=== Supplied data ===

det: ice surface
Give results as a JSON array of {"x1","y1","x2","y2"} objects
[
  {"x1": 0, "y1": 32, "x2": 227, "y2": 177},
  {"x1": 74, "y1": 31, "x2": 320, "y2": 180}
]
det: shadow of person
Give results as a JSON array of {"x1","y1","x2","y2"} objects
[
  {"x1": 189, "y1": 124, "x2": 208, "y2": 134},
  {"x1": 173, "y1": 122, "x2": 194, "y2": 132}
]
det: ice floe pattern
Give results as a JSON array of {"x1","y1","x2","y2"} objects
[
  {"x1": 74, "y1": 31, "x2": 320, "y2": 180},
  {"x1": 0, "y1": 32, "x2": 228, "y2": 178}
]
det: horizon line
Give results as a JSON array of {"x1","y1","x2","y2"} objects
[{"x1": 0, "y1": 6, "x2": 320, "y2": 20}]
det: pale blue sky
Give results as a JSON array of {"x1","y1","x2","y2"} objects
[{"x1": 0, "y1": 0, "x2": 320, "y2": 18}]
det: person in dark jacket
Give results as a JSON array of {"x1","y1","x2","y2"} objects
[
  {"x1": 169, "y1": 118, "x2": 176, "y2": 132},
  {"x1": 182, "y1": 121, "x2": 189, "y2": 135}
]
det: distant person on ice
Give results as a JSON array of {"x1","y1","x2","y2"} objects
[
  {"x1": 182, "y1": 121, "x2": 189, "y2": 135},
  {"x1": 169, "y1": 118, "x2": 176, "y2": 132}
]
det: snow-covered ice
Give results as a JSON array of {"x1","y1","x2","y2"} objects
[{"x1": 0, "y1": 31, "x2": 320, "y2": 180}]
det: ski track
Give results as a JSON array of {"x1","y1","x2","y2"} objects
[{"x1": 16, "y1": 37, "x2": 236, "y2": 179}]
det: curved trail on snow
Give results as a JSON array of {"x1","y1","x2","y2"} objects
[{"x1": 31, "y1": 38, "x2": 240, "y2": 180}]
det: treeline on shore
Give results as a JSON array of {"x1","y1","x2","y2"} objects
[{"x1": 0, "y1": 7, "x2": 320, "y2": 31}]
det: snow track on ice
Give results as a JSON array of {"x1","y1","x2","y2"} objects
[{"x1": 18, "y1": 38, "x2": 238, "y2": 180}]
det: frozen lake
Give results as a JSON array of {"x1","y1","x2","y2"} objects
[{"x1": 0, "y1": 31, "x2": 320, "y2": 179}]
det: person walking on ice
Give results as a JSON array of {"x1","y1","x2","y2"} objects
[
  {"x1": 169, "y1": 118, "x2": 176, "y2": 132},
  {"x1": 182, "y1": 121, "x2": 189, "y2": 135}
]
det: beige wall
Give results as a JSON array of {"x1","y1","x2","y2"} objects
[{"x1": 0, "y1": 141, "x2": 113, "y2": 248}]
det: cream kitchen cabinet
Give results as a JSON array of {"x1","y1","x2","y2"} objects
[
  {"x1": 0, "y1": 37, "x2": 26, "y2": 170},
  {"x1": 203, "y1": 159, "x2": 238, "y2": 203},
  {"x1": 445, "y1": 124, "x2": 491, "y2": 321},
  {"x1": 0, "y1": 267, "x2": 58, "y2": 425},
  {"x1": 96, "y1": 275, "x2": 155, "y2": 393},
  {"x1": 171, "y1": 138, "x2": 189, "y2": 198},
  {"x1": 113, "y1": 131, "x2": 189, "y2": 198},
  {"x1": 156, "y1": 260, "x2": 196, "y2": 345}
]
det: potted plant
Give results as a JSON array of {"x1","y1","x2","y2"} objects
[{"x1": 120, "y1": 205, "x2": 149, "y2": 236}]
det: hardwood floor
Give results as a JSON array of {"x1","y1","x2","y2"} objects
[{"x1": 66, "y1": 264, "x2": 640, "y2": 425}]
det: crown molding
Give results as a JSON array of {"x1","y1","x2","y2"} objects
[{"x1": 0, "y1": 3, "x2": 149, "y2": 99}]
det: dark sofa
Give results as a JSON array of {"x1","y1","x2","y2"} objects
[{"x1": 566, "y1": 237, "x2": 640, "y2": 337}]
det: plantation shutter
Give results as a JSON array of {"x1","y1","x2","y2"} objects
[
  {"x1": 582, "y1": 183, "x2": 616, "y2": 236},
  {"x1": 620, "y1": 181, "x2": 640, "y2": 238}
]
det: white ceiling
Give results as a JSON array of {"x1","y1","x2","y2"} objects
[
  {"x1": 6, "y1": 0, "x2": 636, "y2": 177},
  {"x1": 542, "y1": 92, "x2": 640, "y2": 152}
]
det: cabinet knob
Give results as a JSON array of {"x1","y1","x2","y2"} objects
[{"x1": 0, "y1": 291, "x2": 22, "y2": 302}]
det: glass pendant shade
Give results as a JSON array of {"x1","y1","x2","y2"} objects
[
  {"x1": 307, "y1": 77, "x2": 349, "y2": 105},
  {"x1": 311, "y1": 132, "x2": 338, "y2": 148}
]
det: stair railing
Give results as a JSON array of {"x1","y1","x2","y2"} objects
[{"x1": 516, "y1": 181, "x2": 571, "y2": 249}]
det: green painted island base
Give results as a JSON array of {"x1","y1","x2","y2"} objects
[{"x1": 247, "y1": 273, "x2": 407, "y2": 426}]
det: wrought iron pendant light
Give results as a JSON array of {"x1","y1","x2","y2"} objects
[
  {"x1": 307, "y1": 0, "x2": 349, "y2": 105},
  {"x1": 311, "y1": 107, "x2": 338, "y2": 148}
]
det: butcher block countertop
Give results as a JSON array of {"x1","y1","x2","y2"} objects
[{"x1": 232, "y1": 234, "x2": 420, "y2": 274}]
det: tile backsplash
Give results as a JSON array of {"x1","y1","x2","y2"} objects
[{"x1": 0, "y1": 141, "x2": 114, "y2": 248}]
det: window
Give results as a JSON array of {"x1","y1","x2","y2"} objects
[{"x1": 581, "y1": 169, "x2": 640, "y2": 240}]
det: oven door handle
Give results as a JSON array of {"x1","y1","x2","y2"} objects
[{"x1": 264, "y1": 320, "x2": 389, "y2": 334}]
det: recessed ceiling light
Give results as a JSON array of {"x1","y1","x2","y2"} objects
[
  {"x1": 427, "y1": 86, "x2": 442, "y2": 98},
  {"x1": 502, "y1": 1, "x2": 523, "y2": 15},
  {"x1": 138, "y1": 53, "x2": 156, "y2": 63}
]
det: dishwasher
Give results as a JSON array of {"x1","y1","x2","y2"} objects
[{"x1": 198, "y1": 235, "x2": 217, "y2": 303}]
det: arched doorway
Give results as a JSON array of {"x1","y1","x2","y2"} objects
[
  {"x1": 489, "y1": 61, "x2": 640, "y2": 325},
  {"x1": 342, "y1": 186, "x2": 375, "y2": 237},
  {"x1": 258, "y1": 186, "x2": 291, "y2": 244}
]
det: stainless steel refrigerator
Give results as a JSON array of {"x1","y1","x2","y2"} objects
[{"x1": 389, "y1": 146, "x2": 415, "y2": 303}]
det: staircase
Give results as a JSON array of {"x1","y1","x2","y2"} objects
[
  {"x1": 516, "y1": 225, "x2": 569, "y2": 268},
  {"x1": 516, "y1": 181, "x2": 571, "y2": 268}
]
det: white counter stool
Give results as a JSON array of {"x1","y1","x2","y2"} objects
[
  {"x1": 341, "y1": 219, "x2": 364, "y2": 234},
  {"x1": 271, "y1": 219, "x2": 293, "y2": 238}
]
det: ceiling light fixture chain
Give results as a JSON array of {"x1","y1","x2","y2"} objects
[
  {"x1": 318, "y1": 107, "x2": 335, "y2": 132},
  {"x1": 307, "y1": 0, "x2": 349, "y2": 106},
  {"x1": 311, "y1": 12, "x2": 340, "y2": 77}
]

===

▶ What to produce
Please copy the listing above line for line, with nothing changed.

▶ Response to the task
det: ice surface
Give results as a JSON array of {"x1","y1","x2","y2"} objects
[
  {"x1": 0, "y1": 32, "x2": 227, "y2": 177},
  {"x1": 74, "y1": 31, "x2": 320, "y2": 180}
]
det: shadow of person
Give results as a JSON array of {"x1","y1","x2","y2"} objects
[
  {"x1": 189, "y1": 124, "x2": 208, "y2": 134},
  {"x1": 173, "y1": 122, "x2": 194, "y2": 132}
]
det: ice floe pattern
Give results as a JSON array of {"x1","y1","x2","y2"} objects
[
  {"x1": 74, "y1": 31, "x2": 320, "y2": 180},
  {"x1": 0, "y1": 32, "x2": 228, "y2": 178}
]
det: horizon line
Give results as a JSON array of {"x1","y1","x2","y2"} objects
[{"x1": 0, "y1": 6, "x2": 320, "y2": 20}]
det: pale blue sky
Give results as a JSON array of {"x1","y1","x2","y2"} objects
[{"x1": 0, "y1": 0, "x2": 320, "y2": 18}]
det: person in dark jacket
Give results as a JSON array of {"x1","y1","x2","y2"} objects
[
  {"x1": 169, "y1": 118, "x2": 176, "y2": 132},
  {"x1": 182, "y1": 121, "x2": 189, "y2": 135}
]
det: distant person on ice
Give results as a JSON array of {"x1","y1","x2","y2"} objects
[
  {"x1": 182, "y1": 121, "x2": 189, "y2": 135},
  {"x1": 169, "y1": 118, "x2": 176, "y2": 132}
]
det: snow-covered ice
Give results as a JSON array of {"x1","y1","x2","y2"} objects
[{"x1": 0, "y1": 31, "x2": 320, "y2": 180}]
det: ski track
Give results as a JSON array of {"x1","y1","x2","y2"} objects
[{"x1": 16, "y1": 37, "x2": 236, "y2": 179}]
det: curved trail on snow
Give results as a JSON array of {"x1","y1","x2","y2"} objects
[{"x1": 31, "y1": 38, "x2": 240, "y2": 180}]
det: treeline on shore
Give results as a JSON array of {"x1","y1","x2","y2"} objects
[{"x1": 0, "y1": 7, "x2": 320, "y2": 31}]
det: snow track on ice
Give results as a JSON array of {"x1","y1","x2","y2"} objects
[{"x1": 18, "y1": 38, "x2": 238, "y2": 180}]
det: frozen lake
Give results as a JSON array of {"x1","y1","x2","y2"} objects
[{"x1": 0, "y1": 31, "x2": 320, "y2": 179}]
det: person walking on ice
Give results as a JSON array of {"x1","y1","x2","y2"} objects
[
  {"x1": 169, "y1": 118, "x2": 176, "y2": 132},
  {"x1": 182, "y1": 121, "x2": 189, "y2": 135}
]
det: beige wall
Give results as a JSON array of {"x1","y1","x2","y2"} objects
[{"x1": 0, "y1": 141, "x2": 113, "y2": 248}]
det: cream kitchen cabinet
Give results as a JSON array of {"x1","y1","x2","y2"} objects
[
  {"x1": 0, "y1": 37, "x2": 26, "y2": 170},
  {"x1": 203, "y1": 159, "x2": 238, "y2": 203},
  {"x1": 445, "y1": 124, "x2": 491, "y2": 321},
  {"x1": 0, "y1": 267, "x2": 58, "y2": 425},
  {"x1": 96, "y1": 275, "x2": 155, "y2": 393},
  {"x1": 171, "y1": 138, "x2": 189, "y2": 198},
  {"x1": 113, "y1": 131, "x2": 189, "y2": 198},
  {"x1": 156, "y1": 260, "x2": 196, "y2": 345}
]
det: potted plant
Give results as a JSON array of {"x1","y1","x2","y2"} objects
[{"x1": 120, "y1": 205, "x2": 149, "y2": 236}]
det: hardwood floor
Give results as a JSON array of {"x1","y1","x2","y2"} objects
[{"x1": 66, "y1": 264, "x2": 640, "y2": 425}]
det: crown molding
Give results as a JSON array of {"x1","y1","x2","y2"} objects
[{"x1": 0, "y1": 3, "x2": 149, "y2": 99}]
det: dark sofa
Give results as a JSON array of {"x1","y1","x2","y2"} objects
[{"x1": 566, "y1": 237, "x2": 640, "y2": 337}]
det: plantation shutter
Give results as a JSON array of {"x1","y1","x2","y2"} objects
[
  {"x1": 582, "y1": 183, "x2": 616, "y2": 236},
  {"x1": 620, "y1": 181, "x2": 640, "y2": 238}
]
det: white ceiling
Give results as a JSON array of {"x1","y1","x2","y2"} objects
[
  {"x1": 6, "y1": 0, "x2": 636, "y2": 177},
  {"x1": 542, "y1": 92, "x2": 640, "y2": 152}
]
det: cabinet knob
Give results as a JSON array of {"x1","y1","x2","y2"} objects
[{"x1": 0, "y1": 291, "x2": 22, "y2": 302}]
det: glass pendant shade
Give results as a JSON array of {"x1","y1","x2","y2"} objects
[
  {"x1": 307, "y1": 77, "x2": 349, "y2": 105},
  {"x1": 311, "y1": 132, "x2": 338, "y2": 148}
]
det: stair railing
Give results as a JSON array of {"x1","y1","x2","y2"} objects
[{"x1": 516, "y1": 181, "x2": 571, "y2": 249}]
det: green painted island base
Give results as a JSON array of {"x1","y1","x2","y2"} objects
[{"x1": 247, "y1": 273, "x2": 407, "y2": 426}]
det: wrought iron pendant light
Give results as a JSON array of {"x1","y1","x2","y2"} objects
[
  {"x1": 307, "y1": 0, "x2": 349, "y2": 105},
  {"x1": 311, "y1": 107, "x2": 338, "y2": 148}
]
det: butcher block countertop
Give results as a JSON array of {"x1","y1","x2","y2"} objects
[{"x1": 232, "y1": 234, "x2": 420, "y2": 274}]
det: tile backsplash
Give results as a JSON array of {"x1","y1","x2","y2"} objects
[{"x1": 0, "y1": 141, "x2": 114, "y2": 248}]
det: window
Give results as a JSON array of {"x1","y1","x2","y2"} objects
[{"x1": 581, "y1": 169, "x2": 640, "y2": 240}]
det: oven door handle
Give results as a JSON array of {"x1","y1","x2","y2"} objects
[{"x1": 264, "y1": 320, "x2": 389, "y2": 334}]
det: recessed ceiling light
Give results as a JSON array of {"x1","y1","x2","y2"} objects
[
  {"x1": 427, "y1": 86, "x2": 442, "y2": 98},
  {"x1": 502, "y1": 1, "x2": 523, "y2": 15},
  {"x1": 138, "y1": 53, "x2": 156, "y2": 63}
]
det: dishwasher
Give results as a JSON array of {"x1","y1","x2","y2"} objects
[{"x1": 198, "y1": 235, "x2": 217, "y2": 303}]
det: arched doorway
Give results as a JSON array of {"x1","y1","x2","y2"} objects
[
  {"x1": 489, "y1": 61, "x2": 640, "y2": 325},
  {"x1": 342, "y1": 186, "x2": 375, "y2": 237},
  {"x1": 258, "y1": 186, "x2": 291, "y2": 244}
]
det: stainless steel refrigerator
Give results as a JSON array of {"x1","y1","x2","y2"} objects
[{"x1": 389, "y1": 146, "x2": 415, "y2": 303}]
det: staircase
Give results as a JSON array of {"x1","y1","x2","y2"} objects
[
  {"x1": 516, "y1": 225, "x2": 569, "y2": 268},
  {"x1": 516, "y1": 181, "x2": 571, "y2": 268}
]
det: white counter stool
Give results as a JSON array of {"x1","y1","x2","y2"} objects
[
  {"x1": 341, "y1": 219, "x2": 364, "y2": 234},
  {"x1": 271, "y1": 219, "x2": 293, "y2": 238}
]
det: ceiling light fixture chain
Give results as a JSON array of {"x1","y1","x2","y2"} objects
[
  {"x1": 318, "y1": 107, "x2": 335, "y2": 132},
  {"x1": 307, "y1": 0, "x2": 349, "y2": 106},
  {"x1": 311, "y1": 12, "x2": 340, "y2": 77}
]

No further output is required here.